BEGIN Dataset records

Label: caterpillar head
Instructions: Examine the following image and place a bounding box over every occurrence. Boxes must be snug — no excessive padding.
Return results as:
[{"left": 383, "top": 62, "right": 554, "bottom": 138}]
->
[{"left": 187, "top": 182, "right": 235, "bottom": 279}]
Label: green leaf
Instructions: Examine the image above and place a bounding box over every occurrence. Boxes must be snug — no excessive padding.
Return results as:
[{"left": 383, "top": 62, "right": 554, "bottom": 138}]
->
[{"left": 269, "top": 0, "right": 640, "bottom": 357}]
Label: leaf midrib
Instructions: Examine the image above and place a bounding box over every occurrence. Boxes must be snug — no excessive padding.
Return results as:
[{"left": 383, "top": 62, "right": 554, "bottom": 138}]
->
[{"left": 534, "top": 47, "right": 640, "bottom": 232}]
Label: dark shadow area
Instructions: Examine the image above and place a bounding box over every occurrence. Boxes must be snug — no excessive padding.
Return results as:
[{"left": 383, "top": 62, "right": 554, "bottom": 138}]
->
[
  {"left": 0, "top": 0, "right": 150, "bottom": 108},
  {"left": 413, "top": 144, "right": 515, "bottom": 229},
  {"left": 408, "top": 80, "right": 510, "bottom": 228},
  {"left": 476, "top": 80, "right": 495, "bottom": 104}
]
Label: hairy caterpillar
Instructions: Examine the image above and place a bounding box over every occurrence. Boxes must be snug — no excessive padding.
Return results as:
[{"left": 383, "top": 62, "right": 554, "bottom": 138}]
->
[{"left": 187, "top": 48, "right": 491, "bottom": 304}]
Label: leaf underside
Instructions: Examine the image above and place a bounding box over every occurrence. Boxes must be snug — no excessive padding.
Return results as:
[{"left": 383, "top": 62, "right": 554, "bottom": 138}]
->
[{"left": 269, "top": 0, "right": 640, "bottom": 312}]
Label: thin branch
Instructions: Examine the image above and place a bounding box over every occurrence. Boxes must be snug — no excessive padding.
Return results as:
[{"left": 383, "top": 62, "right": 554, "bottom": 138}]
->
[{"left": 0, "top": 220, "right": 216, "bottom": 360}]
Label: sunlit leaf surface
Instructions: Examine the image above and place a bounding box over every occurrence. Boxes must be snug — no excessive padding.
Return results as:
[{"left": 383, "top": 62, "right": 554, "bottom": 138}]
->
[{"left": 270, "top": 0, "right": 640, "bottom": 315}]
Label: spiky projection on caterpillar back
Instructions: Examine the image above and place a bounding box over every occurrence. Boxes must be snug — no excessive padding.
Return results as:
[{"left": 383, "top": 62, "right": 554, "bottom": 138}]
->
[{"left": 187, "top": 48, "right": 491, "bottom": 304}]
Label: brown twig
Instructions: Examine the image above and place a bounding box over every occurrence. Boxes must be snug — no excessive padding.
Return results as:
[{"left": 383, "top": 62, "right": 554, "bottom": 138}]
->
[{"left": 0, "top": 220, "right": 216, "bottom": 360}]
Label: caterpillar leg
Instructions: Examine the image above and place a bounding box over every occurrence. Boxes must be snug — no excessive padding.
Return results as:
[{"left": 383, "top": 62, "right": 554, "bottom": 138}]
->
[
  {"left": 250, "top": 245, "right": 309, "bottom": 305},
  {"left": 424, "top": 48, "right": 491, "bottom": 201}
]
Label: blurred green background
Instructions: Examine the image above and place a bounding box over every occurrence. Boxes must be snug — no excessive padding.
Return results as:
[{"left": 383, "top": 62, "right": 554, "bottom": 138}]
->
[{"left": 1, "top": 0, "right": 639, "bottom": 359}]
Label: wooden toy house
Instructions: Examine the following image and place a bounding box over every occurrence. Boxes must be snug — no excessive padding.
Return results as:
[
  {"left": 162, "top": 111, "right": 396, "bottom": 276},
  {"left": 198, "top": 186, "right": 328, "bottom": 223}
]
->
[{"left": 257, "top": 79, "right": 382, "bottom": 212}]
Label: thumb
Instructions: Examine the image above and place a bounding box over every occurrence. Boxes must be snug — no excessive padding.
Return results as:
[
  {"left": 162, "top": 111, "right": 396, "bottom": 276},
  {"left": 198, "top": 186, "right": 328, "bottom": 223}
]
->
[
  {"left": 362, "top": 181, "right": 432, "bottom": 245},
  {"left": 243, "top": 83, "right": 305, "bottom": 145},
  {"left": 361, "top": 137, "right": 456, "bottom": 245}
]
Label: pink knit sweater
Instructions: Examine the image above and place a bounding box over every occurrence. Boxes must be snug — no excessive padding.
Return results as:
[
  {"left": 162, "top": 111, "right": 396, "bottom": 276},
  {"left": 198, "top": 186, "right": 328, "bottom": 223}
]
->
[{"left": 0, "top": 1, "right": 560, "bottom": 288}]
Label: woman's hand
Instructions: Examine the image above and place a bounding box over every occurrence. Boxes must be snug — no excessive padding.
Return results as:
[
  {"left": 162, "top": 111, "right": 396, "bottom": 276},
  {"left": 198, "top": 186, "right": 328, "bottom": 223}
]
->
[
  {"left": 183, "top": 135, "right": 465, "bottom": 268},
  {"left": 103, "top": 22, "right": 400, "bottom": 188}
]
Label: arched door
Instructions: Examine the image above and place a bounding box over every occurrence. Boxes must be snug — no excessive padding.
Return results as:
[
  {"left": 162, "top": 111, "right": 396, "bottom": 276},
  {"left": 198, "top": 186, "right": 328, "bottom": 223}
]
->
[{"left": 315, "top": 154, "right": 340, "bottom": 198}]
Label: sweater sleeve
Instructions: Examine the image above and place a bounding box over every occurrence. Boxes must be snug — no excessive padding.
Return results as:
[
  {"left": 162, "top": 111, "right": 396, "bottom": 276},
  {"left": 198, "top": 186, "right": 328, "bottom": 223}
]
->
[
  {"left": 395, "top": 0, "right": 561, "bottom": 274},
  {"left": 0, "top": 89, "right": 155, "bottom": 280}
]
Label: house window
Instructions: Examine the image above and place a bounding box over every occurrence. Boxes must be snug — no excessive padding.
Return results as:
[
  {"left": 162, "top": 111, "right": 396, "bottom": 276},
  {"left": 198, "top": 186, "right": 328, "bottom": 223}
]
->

END Dataset records

### Required work:
Looking at the records above, which lines contain "house"? Copy those lines.

### Solution:
Label: wooden toy house
Label: house window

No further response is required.